▶ Source text

----

>
> I don't think so. Dtypes have nothing to do with a whole set of use cases
> that add extra methods or attributes. Random made-up example: user has a
> system with 1000 sensor signals, some of which should be treated with
> robust statistics for <reasons like unreliable hardware>. So user writes a
> subclass robust_ndarray, adds a bunch of methods like median/iqr/mad, and
> uses isinstance checks in functions that accept both ndarray and
> robust_ndarray to figure out how to preprocess sensor signals.
>
> Of course you can do everything you can do with subclasses also in other
> ways, but such "let's add some methods or attributes" are much more common
> (I think, hard to prove) than "let's change how indexing or multiplication
> works" in end user code.
>
> Cheers,
> Ralf
>

The build on Ralf's thought, a common subclass use case would be to add
logging to various methods and attributes.  That might actually be useful
for ndarray for understanding what is under the hood of some function in a
downstream project.  It would satisfy SOLID and not be related at all to
dtype subclasses.


On Wed, Oct 31, 2018 at 8:28 PM Ralf Gommers <ralf.gomm...@gmail.com> wrote:

>
>
> On Tue, Oct 30, 2018 at 2:22 PM Stephan Hoyer <sho...@gmail.com> wrote:
>
>> On Mon, Oct 29, 2018 at 9:49 PM Eric Wieser <wieser.eric+nu...@gmail.com>
>> wrote:
>>
>>> The latter - changing the behavior of multiplication breaks the
>>> principle.
>>>
>>> But this is not the main reason for deprecating matrix - almost all of
>>> the problems I’ve seen have been caused by the way that matrices behave
>>> when sliced. The way that m[i][j] and m[i,j] are different is just one
>>> example of this, the fact that they must be 2d is another.
>>>
>>> Matrices behaving differently on multiplication isn’t super different in
>>> my mind to how string arrays fail to multiply at all.
>>>
>>> Eric
>>>
>> It's certainly fine for arithmetic to work differently on an element-wise
>> basis or even to error. But np.matrix changes the shape of results from
>> various ndarray operations (e.g., both multiplication and indexing), which
>> is more than any dtype can do.

----

▶ Stored data
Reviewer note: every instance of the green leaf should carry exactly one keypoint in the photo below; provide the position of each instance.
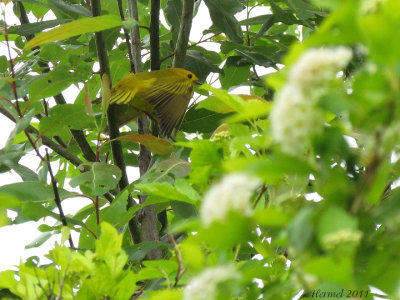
(66, 116)
(234, 75)
(139, 251)
(32, 191)
(110, 242)
(51, 84)
(40, 240)
(201, 120)
(303, 9)
(252, 110)
(165, 294)
(301, 229)
(199, 64)
(154, 144)
(223, 18)
(173, 13)
(167, 191)
(4, 64)
(178, 167)
(338, 270)
(271, 216)
(100, 179)
(75, 28)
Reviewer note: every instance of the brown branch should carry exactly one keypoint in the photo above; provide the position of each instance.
(116, 146)
(190, 46)
(184, 32)
(155, 35)
(178, 255)
(126, 35)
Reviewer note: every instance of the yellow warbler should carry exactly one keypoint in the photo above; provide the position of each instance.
(163, 95)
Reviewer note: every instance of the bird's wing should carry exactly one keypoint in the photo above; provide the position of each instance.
(170, 103)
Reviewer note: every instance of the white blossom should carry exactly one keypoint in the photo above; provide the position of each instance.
(294, 119)
(232, 193)
(317, 67)
(205, 285)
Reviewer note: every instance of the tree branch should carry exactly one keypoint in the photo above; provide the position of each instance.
(116, 146)
(135, 36)
(155, 35)
(184, 32)
(148, 214)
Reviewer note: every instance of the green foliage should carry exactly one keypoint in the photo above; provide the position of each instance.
(267, 222)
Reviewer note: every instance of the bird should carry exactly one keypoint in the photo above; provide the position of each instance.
(163, 95)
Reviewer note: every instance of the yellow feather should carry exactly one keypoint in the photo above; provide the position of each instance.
(164, 95)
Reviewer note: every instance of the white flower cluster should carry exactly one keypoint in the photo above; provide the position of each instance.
(295, 116)
(232, 193)
(205, 285)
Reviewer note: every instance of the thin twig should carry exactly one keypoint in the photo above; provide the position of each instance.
(116, 146)
(184, 32)
(126, 35)
(263, 190)
(190, 46)
(57, 199)
(178, 255)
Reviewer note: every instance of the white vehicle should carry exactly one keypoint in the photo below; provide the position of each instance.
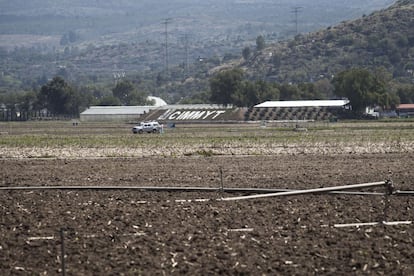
(149, 127)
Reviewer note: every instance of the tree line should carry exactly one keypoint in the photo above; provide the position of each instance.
(230, 87)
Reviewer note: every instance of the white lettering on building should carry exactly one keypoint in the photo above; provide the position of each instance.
(193, 115)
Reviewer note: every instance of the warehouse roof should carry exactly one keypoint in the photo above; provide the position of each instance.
(312, 103)
(405, 106)
(117, 110)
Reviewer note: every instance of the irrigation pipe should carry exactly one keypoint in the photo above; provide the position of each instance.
(387, 223)
(310, 191)
(177, 189)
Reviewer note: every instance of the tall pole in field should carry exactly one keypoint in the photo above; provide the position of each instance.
(296, 11)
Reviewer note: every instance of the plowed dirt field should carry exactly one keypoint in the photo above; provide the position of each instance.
(127, 232)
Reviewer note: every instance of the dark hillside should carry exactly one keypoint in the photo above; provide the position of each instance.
(382, 39)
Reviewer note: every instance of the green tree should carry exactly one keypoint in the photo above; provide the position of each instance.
(224, 85)
(127, 93)
(363, 89)
(59, 97)
(260, 43)
(246, 53)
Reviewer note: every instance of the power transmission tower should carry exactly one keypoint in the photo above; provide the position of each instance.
(296, 10)
(186, 54)
(165, 22)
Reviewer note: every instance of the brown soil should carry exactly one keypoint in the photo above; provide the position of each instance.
(154, 233)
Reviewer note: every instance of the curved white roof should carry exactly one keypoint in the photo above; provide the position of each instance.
(313, 103)
(158, 101)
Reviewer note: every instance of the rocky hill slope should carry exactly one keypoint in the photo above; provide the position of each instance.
(382, 39)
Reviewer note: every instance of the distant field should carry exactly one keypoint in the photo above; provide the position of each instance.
(62, 139)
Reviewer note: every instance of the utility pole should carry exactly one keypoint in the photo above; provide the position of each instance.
(165, 22)
(296, 10)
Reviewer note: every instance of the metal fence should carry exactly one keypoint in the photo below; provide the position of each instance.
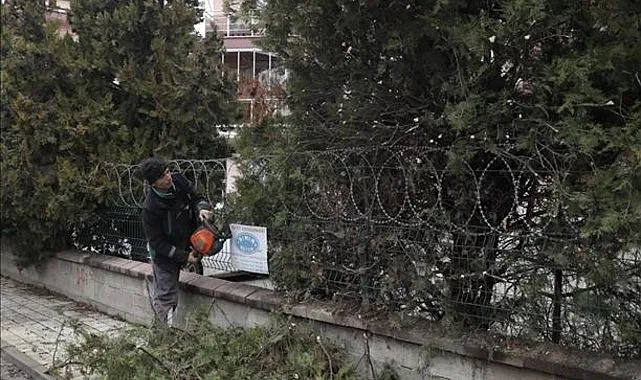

----

▶ Objective 1
In the thread on ndarray subclasses, what does Eric say has caused almost all of the problems he has seen with matrices?
▶ Objective 2
Identify every line of the records that contains the string "brown".

▶ Right answer 1
The way matrices behave when sliced.

▶ Right answer 2
Reviewer note: every instance of the brown branch should carry exactly one keypoint in the photo above; provide the position of each instance.
Reviewer note: every instance of the brown soil should carry exactly one keypoint in the photo above; provide the position of each instance.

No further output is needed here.